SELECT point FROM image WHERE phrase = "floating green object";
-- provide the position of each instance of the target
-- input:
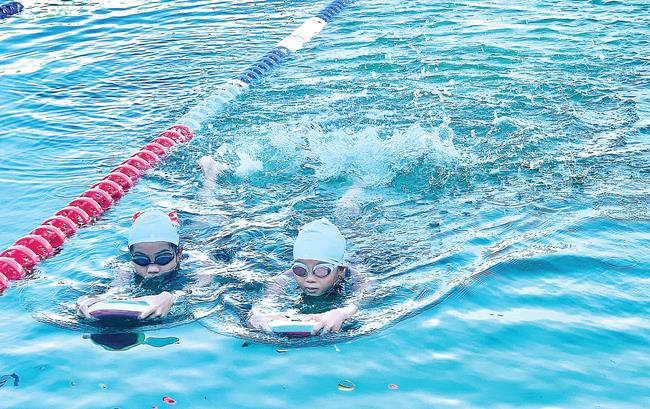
(346, 386)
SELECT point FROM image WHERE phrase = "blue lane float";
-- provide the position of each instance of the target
(41, 243)
(9, 9)
(214, 103)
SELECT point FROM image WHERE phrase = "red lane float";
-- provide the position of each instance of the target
(78, 216)
(137, 163)
(24, 256)
(111, 188)
(88, 205)
(130, 171)
(175, 136)
(67, 226)
(37, 244)
(156, 148)
(164, 141)
(104, 199)
(4, 283)
(52, 234)
(121, 179)
(149, 156)
(11, 269)
(44, 240)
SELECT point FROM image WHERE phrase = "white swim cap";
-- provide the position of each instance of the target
(320, 240)
(153, 225)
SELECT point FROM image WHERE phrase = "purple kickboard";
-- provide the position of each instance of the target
(117, 309)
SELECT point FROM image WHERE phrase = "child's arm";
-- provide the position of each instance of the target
(266, 311)
(332, 320)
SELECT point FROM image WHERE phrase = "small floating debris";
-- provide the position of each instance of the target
(5, 378)
(346, 386)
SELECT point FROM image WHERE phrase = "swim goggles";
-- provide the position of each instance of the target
(161, 259)
(321, 270)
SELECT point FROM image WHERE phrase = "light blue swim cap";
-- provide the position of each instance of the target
(153, 225)
(320, 240)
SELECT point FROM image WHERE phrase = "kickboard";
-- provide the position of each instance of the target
(118, 309)
(291, 328)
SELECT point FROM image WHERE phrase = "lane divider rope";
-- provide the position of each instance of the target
(43, 242)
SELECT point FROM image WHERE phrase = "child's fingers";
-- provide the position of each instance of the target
(318, 327)
(146, 313)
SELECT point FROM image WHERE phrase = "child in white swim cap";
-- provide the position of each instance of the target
(318, 268)
(154, 247)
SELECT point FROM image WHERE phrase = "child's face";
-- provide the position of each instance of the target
(315, 286)
(155, 253)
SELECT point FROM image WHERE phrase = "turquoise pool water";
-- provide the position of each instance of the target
(488, 162)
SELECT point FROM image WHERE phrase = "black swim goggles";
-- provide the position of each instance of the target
(320, 270)
(160, 259)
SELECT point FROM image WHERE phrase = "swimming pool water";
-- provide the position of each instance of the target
(487, 161)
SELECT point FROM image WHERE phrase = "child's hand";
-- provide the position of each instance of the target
(84, 302)
(159, 305)
(332, 320)
(261, 321)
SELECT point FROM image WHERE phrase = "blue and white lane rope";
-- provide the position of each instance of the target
(9, 9)
(210, 106)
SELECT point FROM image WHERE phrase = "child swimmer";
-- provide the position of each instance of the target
- - - -
Assignment →
Using the listing above, pull out all lines that hold the word "white".

Written solution →
SELECT point FROM image WHERE phrase = "white swim cap";
SELECT point FROM image WHERE phrase = "child in white swim cap";
SELECT point FROM image WHERE phrase = "blue and white lane rope";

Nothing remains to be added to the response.